• **WORK REQUEST**: Could you return every line of the material that contains the word "white"?

• **GIVEN DATA**:
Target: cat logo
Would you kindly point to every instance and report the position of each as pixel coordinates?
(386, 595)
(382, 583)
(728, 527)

==

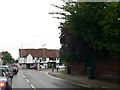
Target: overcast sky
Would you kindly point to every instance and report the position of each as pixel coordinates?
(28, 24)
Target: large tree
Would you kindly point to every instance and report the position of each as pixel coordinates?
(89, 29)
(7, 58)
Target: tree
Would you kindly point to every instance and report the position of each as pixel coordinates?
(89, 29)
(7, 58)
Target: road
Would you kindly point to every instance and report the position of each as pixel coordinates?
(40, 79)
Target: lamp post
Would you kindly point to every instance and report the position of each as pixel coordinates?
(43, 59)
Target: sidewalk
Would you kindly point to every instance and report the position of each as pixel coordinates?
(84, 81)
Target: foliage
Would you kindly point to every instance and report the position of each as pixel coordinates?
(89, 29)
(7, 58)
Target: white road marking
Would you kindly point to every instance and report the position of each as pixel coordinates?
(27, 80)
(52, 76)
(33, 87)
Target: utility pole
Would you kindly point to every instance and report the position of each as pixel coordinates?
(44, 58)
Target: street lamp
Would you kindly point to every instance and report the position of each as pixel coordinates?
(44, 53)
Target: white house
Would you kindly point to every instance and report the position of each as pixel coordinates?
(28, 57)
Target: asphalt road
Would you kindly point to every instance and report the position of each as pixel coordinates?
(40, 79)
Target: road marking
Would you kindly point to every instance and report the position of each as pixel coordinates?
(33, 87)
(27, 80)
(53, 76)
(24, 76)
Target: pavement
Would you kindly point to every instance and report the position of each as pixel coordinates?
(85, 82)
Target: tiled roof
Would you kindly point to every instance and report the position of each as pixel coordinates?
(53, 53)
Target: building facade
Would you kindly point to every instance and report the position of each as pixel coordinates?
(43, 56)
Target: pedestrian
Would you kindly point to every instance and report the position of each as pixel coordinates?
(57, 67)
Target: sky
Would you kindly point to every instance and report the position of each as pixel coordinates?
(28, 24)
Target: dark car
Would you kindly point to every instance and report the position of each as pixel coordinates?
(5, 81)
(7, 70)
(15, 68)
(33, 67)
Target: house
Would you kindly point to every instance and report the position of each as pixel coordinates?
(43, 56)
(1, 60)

...

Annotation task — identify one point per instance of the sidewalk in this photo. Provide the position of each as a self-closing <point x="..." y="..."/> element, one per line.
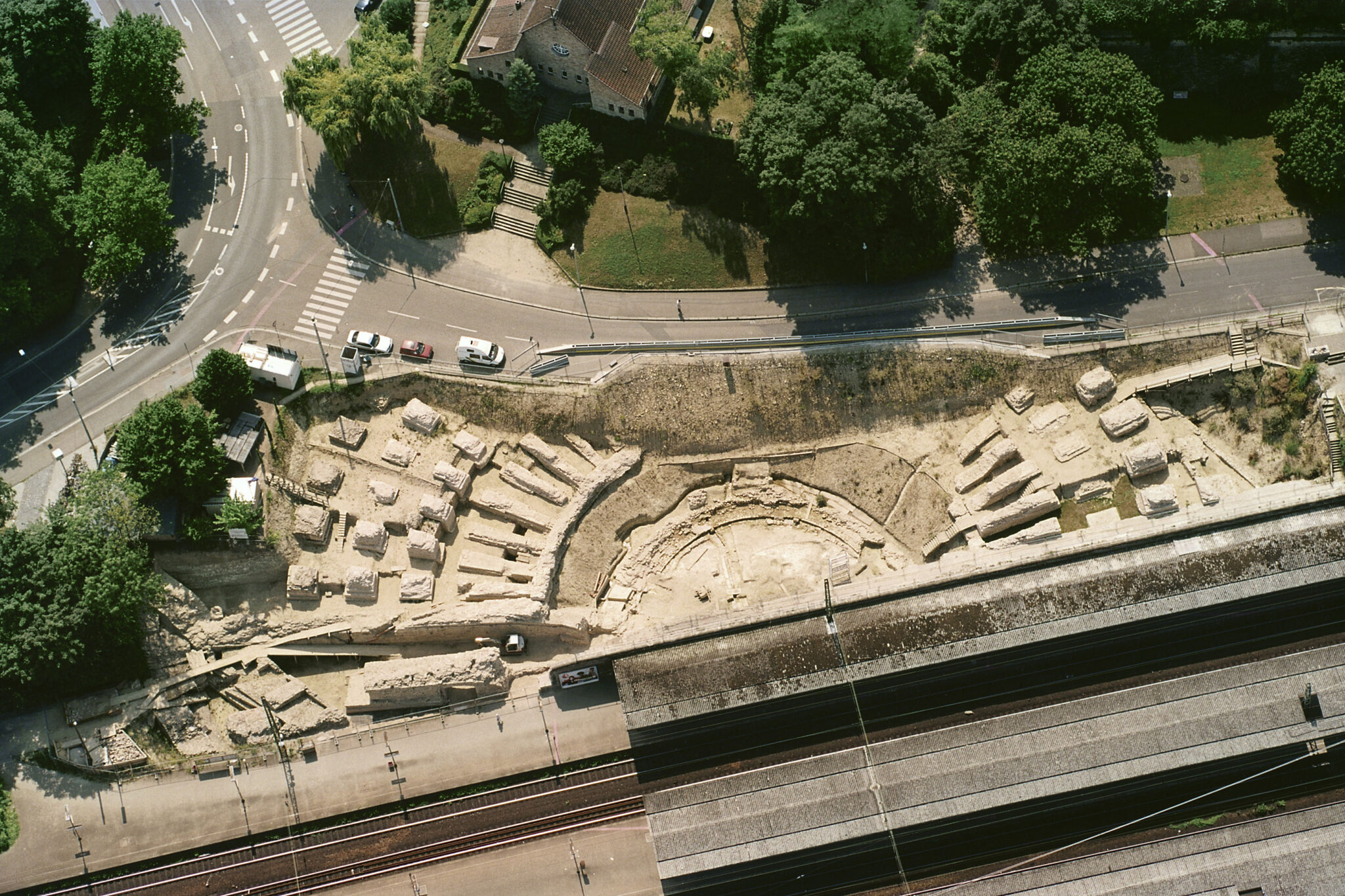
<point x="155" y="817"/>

• **RESPONSE FOR THIS EXERCISE**:
Target: white road marking
Target: white house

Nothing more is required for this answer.